ENTRIES PROVIDED:
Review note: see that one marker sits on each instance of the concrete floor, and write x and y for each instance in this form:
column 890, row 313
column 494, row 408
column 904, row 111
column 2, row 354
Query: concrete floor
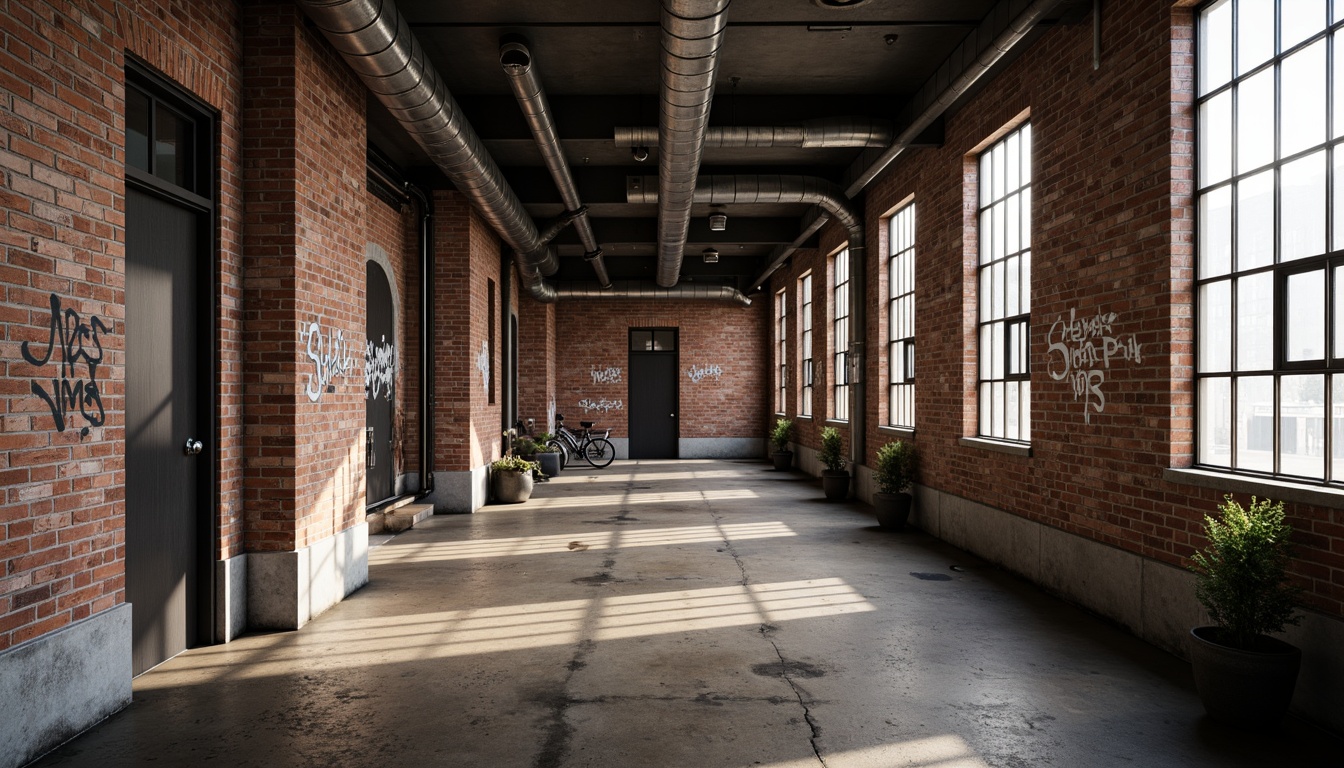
column 682, row 613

INSTRUCTIONS TO FOLLOW:
Output all data exactly, omitting images.

EXERCISE OUTPUT:
Review note: see that one marker sits on each instance of the concrete floor, and write x and y for each instance in this form:
column 890, row 313
column 494, row 408
column 904, row 111
column 2, row 354
Query: concrete floor
column 682, row 613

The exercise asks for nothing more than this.